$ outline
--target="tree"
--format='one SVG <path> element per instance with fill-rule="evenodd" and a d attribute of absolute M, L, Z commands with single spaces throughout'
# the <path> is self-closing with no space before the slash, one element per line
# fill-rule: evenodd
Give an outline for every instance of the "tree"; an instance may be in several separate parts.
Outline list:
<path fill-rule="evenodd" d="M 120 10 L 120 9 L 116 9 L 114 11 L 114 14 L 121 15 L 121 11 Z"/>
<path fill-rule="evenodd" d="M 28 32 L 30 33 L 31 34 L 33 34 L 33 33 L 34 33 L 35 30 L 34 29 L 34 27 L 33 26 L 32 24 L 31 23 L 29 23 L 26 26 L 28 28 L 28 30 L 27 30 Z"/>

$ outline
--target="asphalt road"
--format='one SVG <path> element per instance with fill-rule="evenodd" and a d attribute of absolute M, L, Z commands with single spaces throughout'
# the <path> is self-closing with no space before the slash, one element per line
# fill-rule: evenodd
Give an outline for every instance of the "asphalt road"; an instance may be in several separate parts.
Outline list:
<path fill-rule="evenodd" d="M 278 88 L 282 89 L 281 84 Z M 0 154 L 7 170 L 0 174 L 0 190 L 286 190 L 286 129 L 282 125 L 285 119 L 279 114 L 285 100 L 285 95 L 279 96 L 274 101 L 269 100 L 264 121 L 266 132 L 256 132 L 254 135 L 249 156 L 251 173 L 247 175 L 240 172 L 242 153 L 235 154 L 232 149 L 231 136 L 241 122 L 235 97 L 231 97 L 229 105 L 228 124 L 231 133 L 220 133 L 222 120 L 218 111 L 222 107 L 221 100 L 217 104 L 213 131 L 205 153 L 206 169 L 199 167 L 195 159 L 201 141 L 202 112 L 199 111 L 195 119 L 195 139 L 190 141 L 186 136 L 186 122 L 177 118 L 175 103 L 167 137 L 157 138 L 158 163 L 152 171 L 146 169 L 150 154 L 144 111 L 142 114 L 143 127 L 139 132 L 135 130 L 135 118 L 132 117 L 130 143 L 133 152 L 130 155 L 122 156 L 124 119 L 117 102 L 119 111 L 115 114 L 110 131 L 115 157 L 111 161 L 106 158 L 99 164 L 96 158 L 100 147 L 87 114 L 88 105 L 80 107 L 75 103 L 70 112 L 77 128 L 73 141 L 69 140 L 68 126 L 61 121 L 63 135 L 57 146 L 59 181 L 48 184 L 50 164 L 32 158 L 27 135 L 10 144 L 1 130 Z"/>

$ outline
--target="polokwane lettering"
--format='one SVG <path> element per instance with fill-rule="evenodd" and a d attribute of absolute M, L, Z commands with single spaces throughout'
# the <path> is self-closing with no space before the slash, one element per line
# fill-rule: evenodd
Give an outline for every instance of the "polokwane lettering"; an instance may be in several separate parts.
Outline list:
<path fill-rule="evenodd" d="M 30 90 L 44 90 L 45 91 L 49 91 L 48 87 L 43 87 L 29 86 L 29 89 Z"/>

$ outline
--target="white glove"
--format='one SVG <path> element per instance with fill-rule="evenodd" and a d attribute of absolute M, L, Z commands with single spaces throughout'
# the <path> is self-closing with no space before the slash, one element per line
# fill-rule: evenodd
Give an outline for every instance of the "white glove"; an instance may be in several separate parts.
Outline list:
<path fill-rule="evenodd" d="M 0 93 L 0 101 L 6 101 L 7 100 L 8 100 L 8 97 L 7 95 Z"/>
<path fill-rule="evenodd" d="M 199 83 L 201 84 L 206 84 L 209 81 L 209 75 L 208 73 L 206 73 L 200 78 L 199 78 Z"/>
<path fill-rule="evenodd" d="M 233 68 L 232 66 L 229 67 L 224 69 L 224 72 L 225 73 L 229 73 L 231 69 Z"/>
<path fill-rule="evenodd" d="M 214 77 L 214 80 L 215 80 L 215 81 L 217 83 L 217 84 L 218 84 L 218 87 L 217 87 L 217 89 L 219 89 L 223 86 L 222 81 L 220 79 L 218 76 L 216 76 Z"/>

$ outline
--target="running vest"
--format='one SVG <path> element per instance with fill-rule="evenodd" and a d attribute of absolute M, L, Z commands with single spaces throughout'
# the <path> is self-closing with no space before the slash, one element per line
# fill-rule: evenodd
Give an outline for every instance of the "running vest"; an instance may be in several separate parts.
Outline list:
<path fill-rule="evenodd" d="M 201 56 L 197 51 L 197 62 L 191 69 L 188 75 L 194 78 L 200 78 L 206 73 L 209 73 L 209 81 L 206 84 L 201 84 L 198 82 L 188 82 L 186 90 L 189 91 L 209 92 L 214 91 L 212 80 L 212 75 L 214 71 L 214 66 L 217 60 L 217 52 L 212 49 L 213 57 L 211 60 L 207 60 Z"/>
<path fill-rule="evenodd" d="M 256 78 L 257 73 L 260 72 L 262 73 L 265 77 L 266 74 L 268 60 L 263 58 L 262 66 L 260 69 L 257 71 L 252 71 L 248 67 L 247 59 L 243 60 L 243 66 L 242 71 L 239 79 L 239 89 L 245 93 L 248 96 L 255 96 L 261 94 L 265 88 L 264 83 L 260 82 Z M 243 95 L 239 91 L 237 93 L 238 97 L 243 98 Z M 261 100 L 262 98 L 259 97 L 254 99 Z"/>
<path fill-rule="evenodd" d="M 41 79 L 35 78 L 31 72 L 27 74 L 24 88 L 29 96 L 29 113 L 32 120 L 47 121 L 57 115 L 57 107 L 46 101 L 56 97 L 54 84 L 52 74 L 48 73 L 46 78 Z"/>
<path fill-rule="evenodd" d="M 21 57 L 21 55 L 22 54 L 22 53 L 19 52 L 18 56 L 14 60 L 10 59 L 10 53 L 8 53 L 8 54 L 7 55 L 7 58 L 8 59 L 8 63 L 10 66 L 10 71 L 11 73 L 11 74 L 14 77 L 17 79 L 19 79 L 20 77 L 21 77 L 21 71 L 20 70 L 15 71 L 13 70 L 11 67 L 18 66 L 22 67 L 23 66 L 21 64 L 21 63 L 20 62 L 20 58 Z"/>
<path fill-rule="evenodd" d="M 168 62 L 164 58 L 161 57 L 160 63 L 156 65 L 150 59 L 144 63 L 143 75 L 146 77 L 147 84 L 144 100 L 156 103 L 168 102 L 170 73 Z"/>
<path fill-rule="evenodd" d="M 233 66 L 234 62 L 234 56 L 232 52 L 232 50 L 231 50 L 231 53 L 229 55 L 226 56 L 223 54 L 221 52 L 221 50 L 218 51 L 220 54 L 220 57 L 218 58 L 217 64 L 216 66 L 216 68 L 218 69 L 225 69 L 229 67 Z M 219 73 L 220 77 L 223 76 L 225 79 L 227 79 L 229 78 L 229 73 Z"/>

■ **Instructions for the task**
Extract each line of the listing that contains the string "vest", treating uppercase and lowercase as distinct.

■ **Result for this exercise**
--target="running vest"
Give an outline for every instance of the "running vest"; an instance may be in several separate parts.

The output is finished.